» **Required task**
Copy every line of the material below word for word, without changing anything.

# START OF Data shown

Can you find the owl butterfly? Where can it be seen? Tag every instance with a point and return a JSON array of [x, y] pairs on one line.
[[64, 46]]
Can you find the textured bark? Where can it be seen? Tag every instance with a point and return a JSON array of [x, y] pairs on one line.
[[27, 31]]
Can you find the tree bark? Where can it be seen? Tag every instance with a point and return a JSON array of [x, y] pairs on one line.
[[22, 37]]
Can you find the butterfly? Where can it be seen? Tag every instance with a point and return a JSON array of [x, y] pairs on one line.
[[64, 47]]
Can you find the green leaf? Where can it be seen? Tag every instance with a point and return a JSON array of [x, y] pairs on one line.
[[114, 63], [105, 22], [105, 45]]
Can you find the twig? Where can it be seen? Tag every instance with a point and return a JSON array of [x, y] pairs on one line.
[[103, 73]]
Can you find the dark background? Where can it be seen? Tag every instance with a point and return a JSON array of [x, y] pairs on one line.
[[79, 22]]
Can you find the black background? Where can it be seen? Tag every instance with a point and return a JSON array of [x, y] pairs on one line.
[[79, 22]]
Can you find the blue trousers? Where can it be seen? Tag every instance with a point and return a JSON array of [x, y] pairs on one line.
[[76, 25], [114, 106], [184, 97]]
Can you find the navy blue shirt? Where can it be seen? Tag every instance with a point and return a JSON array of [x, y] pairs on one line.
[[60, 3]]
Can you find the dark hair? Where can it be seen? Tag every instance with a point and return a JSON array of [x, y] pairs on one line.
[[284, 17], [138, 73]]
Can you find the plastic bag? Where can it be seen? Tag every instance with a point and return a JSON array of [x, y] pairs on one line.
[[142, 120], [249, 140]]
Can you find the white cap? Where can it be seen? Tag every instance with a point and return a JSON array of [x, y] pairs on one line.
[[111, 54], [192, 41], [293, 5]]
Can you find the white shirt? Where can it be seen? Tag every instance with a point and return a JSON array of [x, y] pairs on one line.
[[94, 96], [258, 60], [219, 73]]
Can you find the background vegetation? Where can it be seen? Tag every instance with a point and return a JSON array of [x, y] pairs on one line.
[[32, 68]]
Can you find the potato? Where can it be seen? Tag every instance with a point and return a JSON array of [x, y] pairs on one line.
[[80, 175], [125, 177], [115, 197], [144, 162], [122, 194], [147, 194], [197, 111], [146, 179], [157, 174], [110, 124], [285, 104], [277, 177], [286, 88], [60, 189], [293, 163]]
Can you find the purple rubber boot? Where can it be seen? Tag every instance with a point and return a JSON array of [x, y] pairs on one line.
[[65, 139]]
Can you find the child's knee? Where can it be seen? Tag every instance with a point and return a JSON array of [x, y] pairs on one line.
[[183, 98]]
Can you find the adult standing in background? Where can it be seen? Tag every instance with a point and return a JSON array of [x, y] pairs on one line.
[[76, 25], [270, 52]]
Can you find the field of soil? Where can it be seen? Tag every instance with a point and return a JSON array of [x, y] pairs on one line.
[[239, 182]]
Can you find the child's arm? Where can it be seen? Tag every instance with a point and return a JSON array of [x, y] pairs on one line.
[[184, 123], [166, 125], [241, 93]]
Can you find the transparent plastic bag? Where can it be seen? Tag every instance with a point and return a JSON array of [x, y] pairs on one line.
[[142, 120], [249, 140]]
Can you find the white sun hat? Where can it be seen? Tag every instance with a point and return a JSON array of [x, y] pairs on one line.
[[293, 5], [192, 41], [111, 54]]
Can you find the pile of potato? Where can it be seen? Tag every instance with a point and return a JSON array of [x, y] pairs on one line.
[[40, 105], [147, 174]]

# END OF Data shown

» **Task response**
Can you find the owl butterfly? Where can it be seen? Tag every instance with a point and return a JSON array of [x, y] pairs on one line.
[[64, 46]]
Can you find the textured bark? Where can it be seen? Tag every instance with a point and return a JSON array of [x, y] pairs on one line.
[[27, 31]]
Can you find the tree bark? Where can it be seen? Tag every instance with a point and return a JSON array of [x, y] pairs on one line.
[[22, 37]]
Can you find the butterfly? Where can it be seen? Tag every instance with a point and return a JSON array of [x, y] pairs on one line.
[[64, 47]]
Can you find the green leaf? Where can it be seen? Tag every instance with a point and return a JSON array of [x, y] pairs on one line.
[[114, 63], [105, 22], [105, 45]]
Can you find the twig? Where can it be seen? Tag every instance with a point and return a JSON array of [x, y] pairs on one line.
[[103, 73]]
Can you find the dark background? Where can it be seen? Tag every instance with a point and return a JSON array of [x, y] pairs on one line.
[[79, 22]]
Can you find the black background? Where can it be seen? Tag every instance with a point and return a JSON array of [x, y] pairs on one line.
[[79, 22]]
Can you find the blue trousers? Where can it be seen? Tag every instance with a point and return a JSON array of [x, y] pairs on one line.
[[76, 25], [114, 106], [184, 97]]
Can you find the navy blue shirt? Where can it be seen? Tag every instance with a point and return a JSON array of [x, y] pairs on one line.
[[60, 3]]
Can you find the dark hair? Where can it be seen? Tag every instance with a point and return a JSON array of [x, y] pairs on one line.
[[284, 17], [138, 73]]
Can you find the plastic bag? Where can it be seen? Tag every instance with a point and return a JSON array of [x, y] pairs on one line.
[[142, 120], [249, 140]]
Can you find the white cap? Where can it be seen? Tag every instance with a point and return a JSON array of [x, y] pairs on one line.
[[111, 54], [192, 41], [293, 5]]
Can you find the white shirt? Where can it be seen? Tag every instance with a point and return a JSON array of [x, y] pairs on one line.
[[94, 96], [258, 60], [219, 73]]
Can you find the background vegetation? Where can it be seen? Tag every instance with a point and return a JSON array of [x, y] pairs on one line.
[[32, 68]]
Can you find the potato? Where can it be seen? Tag every instance with a point and return a JSON array of [x, y] pairs on one line.
[[80, 175], [125, 177], [115, 197], [144, 162], [122, 194], [147, 194], [197, 111], [146, 179], [157, 174], [110, 124], [285, 104], [277, 177], [286, 88], [60, 189], [293, 163]]
Can you find the purple rubber boot? Where can it be seen? Tag every instance with a point and return a JSON array of [x, y] pairs on one line.
[[65, 139]]
Can you find the child's knee? Where can it be seen? Tag every instance with a point and return a JSON array of [x, y] pairs on one line.
[[183, 98]]
Can you find the adult standing in background? Where can it be seen? Tag every instance with a point and return a JSON array of [x, y] pairs on one line.
[[76, 25], [270, 52]]
Can you find the field of soil? Where can it be seen? Tag every instance with a point and return a JSON array of [x, y] pairs on one line.
[[239, 182]]
Can you find the child's arm? Where can it be seen? Tag every instance with a point and return a JSON array of [x, y] pairs on one line.
[[184, 123], [166, 125], [241, 93]]
Can you find the transparent plastic bag? Where can it be seen? Tag every instance with a point and return a JSON array of [x, y] pairs on one line.
[[142, 120], [249, 140]]
Can you find the white sun hat? Where can it be seen? Tag every instance with a point and return a JSON array of [x, y] pairs on one line.
[[293, 5], [192, 41], [111, 54]]
Can you find the pile of potato? Where can it be seen? Tag every instance with a point and return a JSON array of [x, y] pairs on one line.
[[40, 105], [147, 174]]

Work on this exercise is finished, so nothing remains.